DO THIS: Can you copy every one of the rows below word for word, with nothing added or left out?

DATA EXTRACT:
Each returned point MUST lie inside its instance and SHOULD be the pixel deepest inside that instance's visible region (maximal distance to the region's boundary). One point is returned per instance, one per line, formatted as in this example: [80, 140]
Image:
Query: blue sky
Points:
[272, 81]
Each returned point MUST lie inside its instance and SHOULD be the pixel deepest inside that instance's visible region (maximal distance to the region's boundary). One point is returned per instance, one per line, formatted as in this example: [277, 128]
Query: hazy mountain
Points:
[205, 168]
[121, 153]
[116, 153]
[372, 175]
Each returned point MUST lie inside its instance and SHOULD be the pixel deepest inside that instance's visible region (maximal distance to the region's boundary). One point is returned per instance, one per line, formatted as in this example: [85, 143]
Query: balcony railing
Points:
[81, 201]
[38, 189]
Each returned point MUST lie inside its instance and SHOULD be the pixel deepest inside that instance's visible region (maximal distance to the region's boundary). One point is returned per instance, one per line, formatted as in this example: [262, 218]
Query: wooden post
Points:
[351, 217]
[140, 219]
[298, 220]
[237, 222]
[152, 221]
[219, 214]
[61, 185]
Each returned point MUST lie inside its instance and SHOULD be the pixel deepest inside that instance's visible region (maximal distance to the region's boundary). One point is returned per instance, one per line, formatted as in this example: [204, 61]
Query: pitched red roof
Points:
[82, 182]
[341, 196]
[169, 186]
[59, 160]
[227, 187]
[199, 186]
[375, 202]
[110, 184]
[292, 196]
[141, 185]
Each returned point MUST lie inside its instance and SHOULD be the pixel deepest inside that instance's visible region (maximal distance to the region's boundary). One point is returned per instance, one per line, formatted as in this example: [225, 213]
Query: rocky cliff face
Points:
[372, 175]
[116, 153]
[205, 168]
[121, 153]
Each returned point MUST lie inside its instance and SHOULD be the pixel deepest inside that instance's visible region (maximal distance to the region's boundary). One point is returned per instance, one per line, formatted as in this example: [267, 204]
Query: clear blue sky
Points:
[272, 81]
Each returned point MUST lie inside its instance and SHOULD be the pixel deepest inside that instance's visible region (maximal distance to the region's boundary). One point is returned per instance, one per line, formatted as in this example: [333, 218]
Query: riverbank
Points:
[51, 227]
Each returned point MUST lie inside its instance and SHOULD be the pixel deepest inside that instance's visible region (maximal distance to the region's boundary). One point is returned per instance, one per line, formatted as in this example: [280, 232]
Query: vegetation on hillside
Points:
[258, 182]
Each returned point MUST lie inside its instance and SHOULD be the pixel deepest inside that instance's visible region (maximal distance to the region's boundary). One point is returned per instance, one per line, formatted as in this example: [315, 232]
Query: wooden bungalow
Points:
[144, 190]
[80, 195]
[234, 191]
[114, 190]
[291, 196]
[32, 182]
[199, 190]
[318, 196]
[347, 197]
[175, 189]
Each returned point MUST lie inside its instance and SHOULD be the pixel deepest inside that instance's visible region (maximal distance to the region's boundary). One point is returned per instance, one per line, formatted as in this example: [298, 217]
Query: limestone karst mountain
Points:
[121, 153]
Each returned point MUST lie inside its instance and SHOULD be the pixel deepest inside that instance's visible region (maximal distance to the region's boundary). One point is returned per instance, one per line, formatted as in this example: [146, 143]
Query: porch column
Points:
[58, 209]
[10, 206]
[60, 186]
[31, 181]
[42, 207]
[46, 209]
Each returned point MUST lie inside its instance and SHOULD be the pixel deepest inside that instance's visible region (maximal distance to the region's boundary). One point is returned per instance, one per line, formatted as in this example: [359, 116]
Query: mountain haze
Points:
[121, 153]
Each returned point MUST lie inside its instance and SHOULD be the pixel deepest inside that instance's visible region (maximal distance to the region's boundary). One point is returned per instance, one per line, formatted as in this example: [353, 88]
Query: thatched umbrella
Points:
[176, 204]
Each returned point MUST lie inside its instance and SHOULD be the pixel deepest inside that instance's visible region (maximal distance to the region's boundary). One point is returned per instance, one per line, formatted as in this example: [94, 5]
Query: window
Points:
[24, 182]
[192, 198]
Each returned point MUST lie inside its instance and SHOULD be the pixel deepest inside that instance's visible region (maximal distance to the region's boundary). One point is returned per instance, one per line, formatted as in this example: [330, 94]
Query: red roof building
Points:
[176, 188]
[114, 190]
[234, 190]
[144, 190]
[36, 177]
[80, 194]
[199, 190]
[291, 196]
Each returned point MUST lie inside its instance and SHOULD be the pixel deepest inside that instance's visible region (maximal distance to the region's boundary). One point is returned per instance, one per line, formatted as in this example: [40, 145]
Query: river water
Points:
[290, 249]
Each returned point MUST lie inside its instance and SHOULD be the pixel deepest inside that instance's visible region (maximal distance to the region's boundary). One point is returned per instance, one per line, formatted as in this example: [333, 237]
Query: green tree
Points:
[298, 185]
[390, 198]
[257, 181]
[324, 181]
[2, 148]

OUTPUT BELOW:
Each returned point MUST lie inside its instance and SHOULD be the pixel deepest inside that instance's visible region (maximal distance to the region's boundary). One point is returned per instance, one per line, formatted as in this example: [80, 140]
Image:
Query: blue sky
Points:
[272, 81]
Each returned point MUST lie inside its instance and SHOULD be the pixel deepest inside that instance's visible region (maximal distance to the region's boundary). One point is returned per instance, one per line, formatted as in this example: [277, 128]
Query: hazy mountain
Points:
[205, 168]
[121, 153]
[116, 153]
[372, 175]
Each returned point MUST lie inside its instance and SHOULD be the pixel deepest inside that instance's visible region (maximal distance to the region's boundary). One point is returned per instance, one per line, formatted as in this example: [85, 143]
Query: balcony railing
Points:
[81, 201]
[38, 189]
Each returned point MUST lie inside its instance and SHOULD be the pixel deepest inside that instance's visible region (maximal distance to the region's boundary). One point is returned per instance, one per line, formatted as in this example: [262, 218]
Query: wooden post
Points:
[351, 217]
[140, 219]
[298, 220]
[237, 222]
[152, 221]
[219, 214]
[61, 185]
Each returned point MUST lie inside its instance and SHOULD be the pixel deepest inside that instance's visible region (maximal distance to the region's boundary). One point is returned per instance, one per line, formatted as in this example: [204, 61]
Query: pitched red roof
Points:
[82, 182]
[341, 196]
[169, 186]
[59, 160]
[227, 187]
[199, 186]
[375, 202]
[110, 184]
[292, 196]
[141, 185]
Each returned point MUST lie inside its instance and SHOULD be the pixel deepest inside that instance's visible region (maximal distance to the region's boundary). One point is returned per instance, one per line, formatted as in this example: [225, 213]
Query: rocky cliff face
Points:
[372, 175]
[116, 153]
[205, 168]
[121, 153]
Each returned point MUST lie inside its instance and SHOULD be the pixel deepest inside that instance's visible region (maximal distance to the region's boundary). One point is returned per instance, one per line, formatted as in this example: [267, 204]
Query: clear blue sky
Points:
[272, 81]
Each returned point MUST lie inside its instance and SHOULD be the pixel deepest inside that instance's visible region (maximal distance to the region's boundary). One point is returned per instance, one per line, formatted as in this example: [333, 218]
Query: riverbank
Points:
[51, 227]
Each returned point MUST lie inside its instance and SHOULD be the pixel deepest inside that instance's visible region (maximal distance to the region's boundary). One point is returned per instance, one per line, formatted as in this example: [280, 232]
Query: vegetation on hillside
Points:
[258, 182]
Each returned point MUST lie inside its instance and SHOULD be the pixel deepest inside that instance's visible region (maximal distance to the region's boundary). One point is returned per instance, one per line, formatted as in this example: [315, 232]
Query: wooden bungalow
Points:
[144, 190]
[80, 195]
[234, 191]
[114, 190]
[291, 196]
[32, 182]
[199, 190]
[318, 196]
[347, 197]
[175, 189]
Each returned point MUST lie inside its instance and SHOULD be the pixel deepest inside that instance's visible region (maximal distance to the region's boundary). One point is returned per instance, one per line, formatted as in this example: [298, 217]
Query: limestone karst mountain
Points:
[121, 153]
Each returned point MUST lie inside its instance and SHOULD be the pixel deepest inside that instance's visible region (maximal distance to the region's boundary). One point is returned per instance, one per line, formatted as in this example: [146, 143]
Query: porch column
Points:
[58, 209]
[10, 206]
[60, 186]
[31, 181]
[42, 207]
[46, 209]
Each returned point MUST lie inside its instance and SHOULD be the pixel deepest inside that instance's visible region (maximal distance to the region's boundary). One point is returned per instance, one per line, formatted as in this example: [359, 116]
Query: mountain haze
Points:
[121, 153]
Each returned point MUST lie inside its instance and SHOULD be the pixel deepest inside that instance's visible region (maximal distance to the region's boundary). One point is returned per instance, one per line, formatted as in this example: [353, 88]
Query: thatched umbrella
Points:
[176, 204]
Each returned point MUST lie inside its instance and SHOULD be the pixel deepest inside that instance's visible region (maximal distance to the region's boundary). One point is returned per instance, one per line, formatted as in this example: [94, 5]
Query: window
Points:
[24, 182]
[192, 198]
Each returned point MUST lie inside its instance and SHOULD be the pixel deepest inside that instance's visible region (maximal distance to the region's boundary). One point is returned per instance, one per line, formatted as in this example: [330, 94]
Query: red roof building
Points:
[176, 188]
[114, 190]
[234, 190]
[144, 190]
[36, 177]
[80, 194]
[199, 190]
[291, 196]
Each returned point MUST lie inside its instance and SHOULD be the pixel deepest inside that instance's visible region (maximal distance to the region's boundary). One point is returned per instance, one per line, formatted as in this example: [40, 145]
Query: river water
Points:
[290, 249]
Each returned point MUST lie inside its instance and SHOULD be the pixel deepest inside that instance's visible region (maximal distance to the region's boundary). One point is returned per instance, one per line, formatted as in this example: [333, 237]
Query: green tree
Points:
[298, 185]
[390, 198]
[257, 181]
[324, 181]
[2, 148]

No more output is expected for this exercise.